* [PROBLEM]:
Please retype the records below exactly, leaving out any pictures.

* [ENTRIES]:
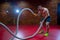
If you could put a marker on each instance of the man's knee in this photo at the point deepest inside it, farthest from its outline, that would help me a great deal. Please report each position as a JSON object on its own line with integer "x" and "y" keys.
{"x": 47, "y": 23}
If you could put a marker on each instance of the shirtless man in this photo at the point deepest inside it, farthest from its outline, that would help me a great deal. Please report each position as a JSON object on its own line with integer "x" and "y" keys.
{"x": 44, "y": 12}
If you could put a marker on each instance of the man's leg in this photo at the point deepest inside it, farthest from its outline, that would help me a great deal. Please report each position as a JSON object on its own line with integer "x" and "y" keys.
{"x": 47, "y": 29}
{"x": 41, "y": 30}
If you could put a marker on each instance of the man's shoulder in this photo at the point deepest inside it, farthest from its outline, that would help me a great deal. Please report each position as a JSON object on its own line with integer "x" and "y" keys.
{"x": 46, "y": 9}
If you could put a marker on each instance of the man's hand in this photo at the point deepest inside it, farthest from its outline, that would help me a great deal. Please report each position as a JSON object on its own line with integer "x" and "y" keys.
{"x": 35, "y": 14}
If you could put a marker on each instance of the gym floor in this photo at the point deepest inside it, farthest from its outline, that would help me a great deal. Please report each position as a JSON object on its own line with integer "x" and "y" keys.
{"x": 26, "y": 30}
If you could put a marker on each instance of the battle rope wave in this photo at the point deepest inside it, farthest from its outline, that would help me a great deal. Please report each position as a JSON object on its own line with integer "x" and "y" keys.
{"x": 14, "y": 35}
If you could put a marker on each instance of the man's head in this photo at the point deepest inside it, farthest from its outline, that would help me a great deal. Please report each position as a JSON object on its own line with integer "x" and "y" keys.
{"x": 40, "y": 7}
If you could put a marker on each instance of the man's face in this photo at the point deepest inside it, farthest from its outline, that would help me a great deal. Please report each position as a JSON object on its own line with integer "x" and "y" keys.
{"x": 39, "y": 7}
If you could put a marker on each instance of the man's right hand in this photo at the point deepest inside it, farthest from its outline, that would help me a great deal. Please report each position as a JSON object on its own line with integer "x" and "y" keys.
{"x": 35, "y": 14}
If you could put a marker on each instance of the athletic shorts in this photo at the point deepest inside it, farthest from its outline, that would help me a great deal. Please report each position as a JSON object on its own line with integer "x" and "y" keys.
{"x": 48, "y": 19}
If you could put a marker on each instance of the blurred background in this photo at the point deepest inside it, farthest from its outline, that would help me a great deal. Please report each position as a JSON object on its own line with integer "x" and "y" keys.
{"x": 9, "y": 10}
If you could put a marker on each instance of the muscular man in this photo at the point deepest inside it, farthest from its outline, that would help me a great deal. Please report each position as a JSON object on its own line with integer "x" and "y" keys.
{"x": 44, "y": 12}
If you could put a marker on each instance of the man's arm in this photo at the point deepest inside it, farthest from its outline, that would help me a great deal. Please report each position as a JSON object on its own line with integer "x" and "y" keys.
{"x": 45, "y": 16}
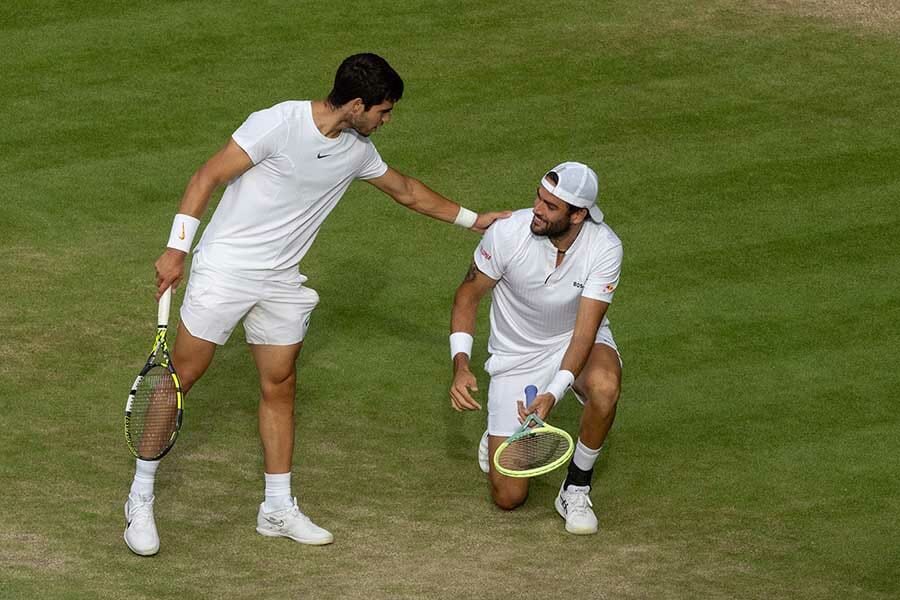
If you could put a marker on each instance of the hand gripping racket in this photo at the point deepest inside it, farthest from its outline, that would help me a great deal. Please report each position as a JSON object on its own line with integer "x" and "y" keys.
{"x": 535, "y": 448}
{"x": 153, "y": 411}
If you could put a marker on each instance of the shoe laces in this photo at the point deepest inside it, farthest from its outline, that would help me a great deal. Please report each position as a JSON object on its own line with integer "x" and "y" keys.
{"x": 140, "y": 510}
{"x": 578, "y": 501}
{"x": 294, "y": 511}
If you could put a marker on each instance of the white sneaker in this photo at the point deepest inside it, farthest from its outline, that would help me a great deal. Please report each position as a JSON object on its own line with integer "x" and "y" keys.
{"x": 140, "y": 527}
{"x": 574, "y": 505}
{"x": 291, "y": 523}
{"x": 483, "y": 460}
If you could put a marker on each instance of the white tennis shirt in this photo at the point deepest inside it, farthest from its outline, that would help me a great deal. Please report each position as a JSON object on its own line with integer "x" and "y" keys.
{"x": 269, "y": 217}
{"x": 534, "y": 303}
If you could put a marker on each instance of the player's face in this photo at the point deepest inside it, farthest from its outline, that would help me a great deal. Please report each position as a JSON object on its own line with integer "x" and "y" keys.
{"x": 367, "y": 121}
{"x": 551, "y": 215}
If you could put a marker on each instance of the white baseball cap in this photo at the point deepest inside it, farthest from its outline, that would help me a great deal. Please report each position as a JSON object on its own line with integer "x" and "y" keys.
{"x": 577, "y": 186}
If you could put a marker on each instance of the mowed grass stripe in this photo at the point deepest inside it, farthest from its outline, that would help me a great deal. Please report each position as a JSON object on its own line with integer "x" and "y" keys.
{"x": 745, "y": 164}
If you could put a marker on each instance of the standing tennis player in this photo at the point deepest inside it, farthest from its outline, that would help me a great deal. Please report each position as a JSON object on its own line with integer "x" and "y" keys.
{"x": 552, "y": 272}
{"x": 286, "y": 168}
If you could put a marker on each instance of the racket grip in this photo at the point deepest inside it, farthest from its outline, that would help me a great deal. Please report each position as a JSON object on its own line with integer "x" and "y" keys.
{"x": 530, "y": 394}
{"x": 165, "y": 302}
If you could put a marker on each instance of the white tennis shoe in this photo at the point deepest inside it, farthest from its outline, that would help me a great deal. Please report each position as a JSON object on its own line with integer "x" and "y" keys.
{"x": 574, "y": 505}
{"x": 483, "y": 460}
{"x": 291, "y": 523}
{"x": 140, "y": 527}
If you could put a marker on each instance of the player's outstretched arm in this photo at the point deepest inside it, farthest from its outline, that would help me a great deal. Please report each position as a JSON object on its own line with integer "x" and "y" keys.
{"x": 415, "y": 195}
{"x": 227, "y": 164}
{"x": 462, "y": 329}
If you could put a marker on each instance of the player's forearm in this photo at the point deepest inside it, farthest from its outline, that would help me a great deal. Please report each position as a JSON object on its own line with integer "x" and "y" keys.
{"x": 465, "y": 311}
{"x": 462, "y": 327}
{"x": 577, "y": 354}
{"x": 422, "y": 199}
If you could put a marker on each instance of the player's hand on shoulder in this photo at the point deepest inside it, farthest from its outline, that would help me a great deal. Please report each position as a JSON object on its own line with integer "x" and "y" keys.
{"x": 542, "y": 405}
{"x": 460, "y": 397}
{"x": 169, "y": 270}
{"x": 485, "y": 220}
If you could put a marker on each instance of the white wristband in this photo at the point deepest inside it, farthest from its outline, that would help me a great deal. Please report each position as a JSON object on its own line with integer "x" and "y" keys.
{"x": 460, "y": 342}
{"x": 184, "y": 227}
{"x": 465, "y": 218}
{"x": 561, "y": 382}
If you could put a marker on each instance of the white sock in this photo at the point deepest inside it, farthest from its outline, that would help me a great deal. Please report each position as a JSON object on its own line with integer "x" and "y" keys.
{"x": 584, "y": 457}
{"x": 144, "y": 477}
{"x": 278, "y": 492}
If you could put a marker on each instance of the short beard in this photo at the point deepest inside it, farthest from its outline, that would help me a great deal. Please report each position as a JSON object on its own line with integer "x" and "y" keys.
{"x": 552, "y": 230}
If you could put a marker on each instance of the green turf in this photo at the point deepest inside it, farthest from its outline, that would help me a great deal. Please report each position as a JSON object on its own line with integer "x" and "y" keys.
{"x": 748, "y": 159}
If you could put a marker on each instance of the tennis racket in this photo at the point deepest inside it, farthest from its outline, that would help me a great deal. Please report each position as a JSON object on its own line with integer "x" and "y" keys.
{"x": 535, "y": 448}
{"x": 153, "y": 411}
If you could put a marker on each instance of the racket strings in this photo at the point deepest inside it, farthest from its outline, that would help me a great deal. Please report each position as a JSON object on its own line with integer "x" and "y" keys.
{"x": 154, "y": 412}
{"x": 533, "y": 450}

* [THE RESPONSE]:
If you could put a marker on each instance of the man's knee in this photo at the point deepest inside it, farthest from its outline, that would help me a great deal. Please report each position as a JSON object on its own line with integer "x" and "y" keys.
{"x": 47, "y": 23}
If you could put a marker on each instance of the shirtless man in this photo at the point deepest inside it, farthest from its outline, that would help me a great deal. Please report each position as a JSON object on its own line with integer "x" and "y" keys.
{"x": 44, "y": 12}
If you could put a marker on each instance of the man's leg in this photo at the point deepest inside it, farthest from its outline, that would help me a great deal. Please report each position as a JSON object on its own line with integer "x" and "y" keys.
{"x": 47, "y": 29}
{"x": 41, "y": 30}
If you could put a marker on each instance of the man's shoulder in this photo at the point deepest inside it, farthest from its outline, that would help me a great deal. Please report each position as a JSON object on its own line with integer "x" and "y" keys.
{"x": 46, "y": 9}
If you could put a marker on each instance of the man's hand in this photo at the point deepest inside it, farthest from its outline, that would help me a great deal. Please report each position as a JSON object on its own line with integer "x" and "y" keys.
{"x": 35, "y": 14}
If you could put a marker on each instance of the gym floor in this photo at the point deepest inside it, farthest from its outline, that would help me a great deal. Please report each position as a JSON object on its own line with integer "x" and "y" keys.
{"x": 26, "y": 30}
If you could put a marker on each instance of the battle rope wave in this photo at the point deepest inside it, farthest from its outline, that would help me a great deal. Please report each position as a JSON object on its own line with integer "x" and "y" keys.
{"x": 14, "y": 35}
If you could put a marker on each instance of the man's head in this photo at the point deepest inside it, farthest from its outline, that would help me a great deal. Please report each position as a JSON object on its own line with integer "x" and "y" keys.
{"x": 40, "y": 7}
If you could put a marker on each instance of the man's face in this photo at the point deepest inside it, farthest from its outline, that would help me a great deal. Please report each position as a JSON object on its own line with integer "x" and "y" keys.
{"x": 39, "y": 7}
If you could put a marker on each instance of the man's right hand in this photo at the point deepest inside it, farthest from its outline, that would help me a great deal. Please report each position as a JSON object on its own line with integer "x" and "y" keys.
{"x": 35, "y": 14}
If you could put a marker on each instance of the athletic shorts in this photo at the point deepest inside it, farthest from its outline, that would help me a great deal. Please report each position as a JSON object on its own line with integer "x" and "y" keys.
{"x": 48, "y": 19}
If you could put a marker on each instance of the blurred background in this photo at the point deepest inside it, farthest from its outline, that would help me a great deal. Please report each position as a JSON object on its own line with integer "x" and "y" keys.
{"x": 9, "y": 10}
If you could put a marker on each instance of the muscular man in this photo at the point deepest inside it, farthest from its outline, that would help me a great deal. Please report each position as a JSON object on its own line with integer "x" and "y" keys.
{"x": 44, "y": 12}
If you could put a marker on each instance of the man's arm in this photo at the point deepest inside it, farthest from its outline, that would help me a great deal. Please report each position as a JSON object on its own line with integer "x" and "y" keys.
{"x": 45, "y": 16}
If you could put a marker on each instance of the hand gripping racket in this photo at the point deepest inside it, farthest from its outline, that would help me a great deal. Please report each position as a JSON object on its own line with integer "x" and "y" keys.
{"x": 535, "y": 448}
{"x": 153, "y": 411}
If you could put a marker on each instance of the shoe laces in this photo at the point deepest inside it, farthest from its outline, that would help me a great deal. Please report each position as a JSON object on its own line with integer "x" and "y" keys.
{"x": 140, "y": 510}
{"x": 578, "y": 501}
{"x": 294, "y": 511}
If you could put a marker on each instance of the white sneaker in this photo at the point deepest inside it, farthest from its outline, that would help me a great deal. Please report each position as a JSON object on its own line with integer "x" and "y" keys.
{"x": 140, "y": 527}
{"x": 574, "y": 505}
{"x": 291, "y": 523}
{"x": 483, "y": 460}
If you could put a marker on each instance of the white tennis shirt in this photo at the point deepest inside it, farthest from its outline, that would help me a great deal. Please report each position as a JSON object on its own line with integer "x" and "y" keys.
{"x": 269, "y": 217}
{"x": 534, "y": 303}
If you could put a marker on each instance of the player's face in this photo at the point deepest inside it, farthest from its outline, that would help me a great deal. Please report each position as a JSON object on its own line with integer "x" and "y" keys.
{"x": 367, "y": 121}
{"x": 551, "y": 215}
If you could put a marker on each instance of the white baseball cap in this photo at the point deepest inside it, farthest from its outline, that would help me a great deal. Please report each position as a JSON object on its own line with integer "x" and "y" keys.
{"x": 577, "y": 186}
If you could put a marker on each instance of the mowed grass stripe in this photo at the point deepest inside it, farthest from its outline, that would help me a great deal. Please report each position as a JSON object on its own line with integer "x" and "y" keys.
{"x": 745, "y": 164}
If you could put a marker on each instance of the standing tennis player in this photo at the point deepest inside it, farthest from its outline, that would help me a great deal. Please report each position as a JSON object on its own line with integer "x" and "y" keys.
{"x": 552, "y": 272}
{"x": 286, "y": 168}
If you could put a marker on each instance of the racket grip in this photo at the point deepest inside it, farthest from its outline, that would help me a great deal. Please report each position as a JSON object on its own line with integer "x" and "y" keys.
{"x": 530, "y": 394}
{"x": 165, "y": 302}
If you could put a marker on each instance of the white tennis shoe in this photo at the point deepest inside it, farthest from its outline, that would help me a great deal. Please report each position as a JSON object on its own line with integer "x" and "y" keys.
{"x": 574, "y": 505}
{"x": 483, "y": 460}
{"x": 291, "y": 523}
{"x": 140, "y": 527}
If you could put a marker on each instance of the player's outstretched arm in this photo at the point deepest inside it, farthest from its outline, that would help me a great deal. Please report each position as a JSON object on its own line with integer "x" and "y" keys.
{"x": 415, "y": 195}
{"x": 227, "y": 164}
{"x": 462, "y": 329}
If you could put a marker on each instance of the player's forearm in this photo at the point deepest inside it, farthest from its outline, that would help me a great deal. Please report each position as a JSON object on its own line with integer "x" and "y" keys.
{"x": 465, "y": 311}
{"x": 462, "y": 327}
{"x": 577, "y": 354}
{"x": 422, "y": 199}
If you could put a marker on each instance of the player's hand on shoulder in this photo at the point deepest inside it, farthest from its outline, that would help me a great deal. Please report each position as a JSON object on its own line with integer "x" and "y" keys.
{"x": 542, "y": 405}
{"x": 460, "y": 397}
{"x": 169, "y": 270}
{"x": 485, "y": 220}
If you could put a marker on each instance of the white wristband in this photo at the point deepest inside it, farthest from its outline, that would help me a great deal. Please report each position as a JSON object on its own line with integer "x" and "y" keys.
{"x": 460, "y": 342}
{"x": 184, "y": 227}
{"x": 465, "y": 218}
{"x": 561, "y": 382}
If you could put a marker on each instance of the white sock in this photo at the point deepest inside it, farthest from its outline, that would help me a great deal. Please report each position as a JSON object on its own line with integer "x" and "y" keys.
{"x": 584, "y": 457}
{"x": 144, "y": 477}
{"x": 278, "y": 492}
If you could put a marker on each instance of the short beard in this photo at the point deepest inside it, farthest from its outline, that would help me a great deal. Please report each position as a JSON object on its own line with integer "x" and "y" keys.
{"x": 552, "y": 230}
If you could put a marker on each instance of the green turf in this photo at the point deepest inside it, farthest from its outline, that would help me a great deal. Please report each position as a JSON object on its own line with integer "x" and "y" keys.
{"x": 748, "y": 159}
If you could put a marker on each instance of the tennis racket in this photo at the point deepest inside it, farthest from its outline, that would help me a great deal. Please report each position as a JSON object on its own line with integer "x" and "y" keys.
{"x": 535, "y": 448}
{"x": 153, "y": 411}
If you could put a marker on each instance of the racket strings in this photo at the point deepest inside it, farthest from its outline, that would help me a great deal. Please report each position as a JSON object on its own line with integer "x" and "y" keys.
{"x": 154, "y": 412}
{"x": 533, "y": 450}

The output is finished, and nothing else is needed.